### Passage shown
-*-*-
You might look at Watson Ranch in Hawkins, TX, they do a lot of organic supplies. watsonranchorganic.com 
A lot of people think it is just using manure instead of conventional fertilizer, but there is way more to it.
My biggest concern is weeds!!! Every acre has millions of weed seeds just waiting to agitate us!!!!
I have a patch of coastal and native grass that I am going to try some of the Watson Ranch stuff on.


----------



## river rat (Jan 16, 2009)

Hay wilson, I'm curious why you would not charge a premium for organic alfalfa when I would assume your customer charges a premium for the organic product he would produce from your extra efforts. I'm not talking ripoff premiums but something fair would be in order I would guess. Maybe I assume too much eh?


----------



## hay wilson in TX (Jan 28, 2009)

Currently I have more regular alfalfa customers than potential organic hay customers. 
If I were able to produce organic alfalfa at little or insignificant increase in break even, why not treat all equally? Plus it might require segregating hay as organic and regular hay.
-*-*-
### Labeled shape records
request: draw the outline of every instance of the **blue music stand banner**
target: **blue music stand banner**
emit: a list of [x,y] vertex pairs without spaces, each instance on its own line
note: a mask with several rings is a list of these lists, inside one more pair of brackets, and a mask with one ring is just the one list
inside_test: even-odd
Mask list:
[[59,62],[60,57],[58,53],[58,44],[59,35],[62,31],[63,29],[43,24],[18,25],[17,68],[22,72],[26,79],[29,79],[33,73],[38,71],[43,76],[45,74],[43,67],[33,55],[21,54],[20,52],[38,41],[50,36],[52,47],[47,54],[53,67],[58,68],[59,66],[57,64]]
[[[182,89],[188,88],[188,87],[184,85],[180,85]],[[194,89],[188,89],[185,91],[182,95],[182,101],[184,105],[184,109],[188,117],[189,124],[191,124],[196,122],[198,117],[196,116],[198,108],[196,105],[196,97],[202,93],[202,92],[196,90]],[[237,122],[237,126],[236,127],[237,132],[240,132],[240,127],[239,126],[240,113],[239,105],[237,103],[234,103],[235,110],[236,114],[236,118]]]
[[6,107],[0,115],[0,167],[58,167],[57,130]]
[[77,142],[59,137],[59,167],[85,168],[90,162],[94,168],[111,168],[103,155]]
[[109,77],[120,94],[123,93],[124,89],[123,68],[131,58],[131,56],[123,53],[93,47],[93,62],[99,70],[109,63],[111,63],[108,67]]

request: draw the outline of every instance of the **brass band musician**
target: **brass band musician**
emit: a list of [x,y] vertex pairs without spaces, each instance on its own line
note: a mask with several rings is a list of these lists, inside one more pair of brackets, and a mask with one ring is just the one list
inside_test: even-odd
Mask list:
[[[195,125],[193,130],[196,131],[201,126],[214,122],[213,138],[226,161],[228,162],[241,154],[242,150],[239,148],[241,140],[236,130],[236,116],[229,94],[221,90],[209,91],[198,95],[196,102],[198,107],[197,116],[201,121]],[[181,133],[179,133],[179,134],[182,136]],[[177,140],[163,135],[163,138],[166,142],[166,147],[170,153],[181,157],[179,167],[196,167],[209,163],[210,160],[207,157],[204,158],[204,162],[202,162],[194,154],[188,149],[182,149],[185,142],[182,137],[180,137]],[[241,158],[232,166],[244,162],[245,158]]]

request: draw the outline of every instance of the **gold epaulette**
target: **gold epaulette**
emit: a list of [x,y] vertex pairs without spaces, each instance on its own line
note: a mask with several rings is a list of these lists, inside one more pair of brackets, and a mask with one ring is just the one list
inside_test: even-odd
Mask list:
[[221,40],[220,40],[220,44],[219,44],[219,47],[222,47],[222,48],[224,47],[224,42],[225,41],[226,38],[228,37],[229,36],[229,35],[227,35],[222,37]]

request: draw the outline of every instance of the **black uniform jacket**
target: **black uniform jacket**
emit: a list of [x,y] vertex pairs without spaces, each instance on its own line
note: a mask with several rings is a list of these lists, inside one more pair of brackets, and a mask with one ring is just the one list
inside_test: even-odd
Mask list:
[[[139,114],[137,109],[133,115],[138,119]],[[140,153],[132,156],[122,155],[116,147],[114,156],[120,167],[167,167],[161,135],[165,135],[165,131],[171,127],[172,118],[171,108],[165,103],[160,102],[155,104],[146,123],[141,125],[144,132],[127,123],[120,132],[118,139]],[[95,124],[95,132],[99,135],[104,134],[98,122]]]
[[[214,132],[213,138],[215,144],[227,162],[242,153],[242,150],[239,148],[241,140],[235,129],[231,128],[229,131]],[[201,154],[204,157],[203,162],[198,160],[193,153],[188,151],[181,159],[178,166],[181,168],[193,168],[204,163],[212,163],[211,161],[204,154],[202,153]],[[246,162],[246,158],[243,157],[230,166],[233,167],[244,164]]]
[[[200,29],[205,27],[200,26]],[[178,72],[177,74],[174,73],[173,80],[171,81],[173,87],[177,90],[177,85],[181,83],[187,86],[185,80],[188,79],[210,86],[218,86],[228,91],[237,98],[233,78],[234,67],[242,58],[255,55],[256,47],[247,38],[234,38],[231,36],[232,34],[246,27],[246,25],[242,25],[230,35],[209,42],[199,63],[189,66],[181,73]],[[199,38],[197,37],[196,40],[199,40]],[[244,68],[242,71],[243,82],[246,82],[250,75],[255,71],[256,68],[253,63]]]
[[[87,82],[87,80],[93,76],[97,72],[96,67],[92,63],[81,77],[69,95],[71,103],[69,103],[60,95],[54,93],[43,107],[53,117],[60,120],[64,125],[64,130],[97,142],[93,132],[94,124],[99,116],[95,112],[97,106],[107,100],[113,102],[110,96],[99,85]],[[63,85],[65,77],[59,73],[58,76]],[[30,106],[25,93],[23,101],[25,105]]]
-*-*-
### Required actions
[a] According to the organic hay thread, in what town is Watson Ranch located?
[b] Resume the organic hay thread from its final sentence.

### Task results
[a] Watson Ranch is in Hawkins, TX.

[b]
In addition I am the only locally grown alfalfa supplier for miles in any direction. If I wanted to gouge the market I could have started long ago. Grandpa said we get greedy we loose it all. 
Having only one price would be a real competitive advantage.

Right now it appears going organic is more trouble than it is worth. That the system is full of superficial additional cost of operation that adds nothing to the quality of the product. The beauty of being organic is all in the eyes of the beholder and I am not a true believer. I am a pragmatist.

Something that has been a disappointment for me is the organic dairy goat hay buyer is just as ignorant about alfalfa as is the typical horse owner. Possibly even more ignorant.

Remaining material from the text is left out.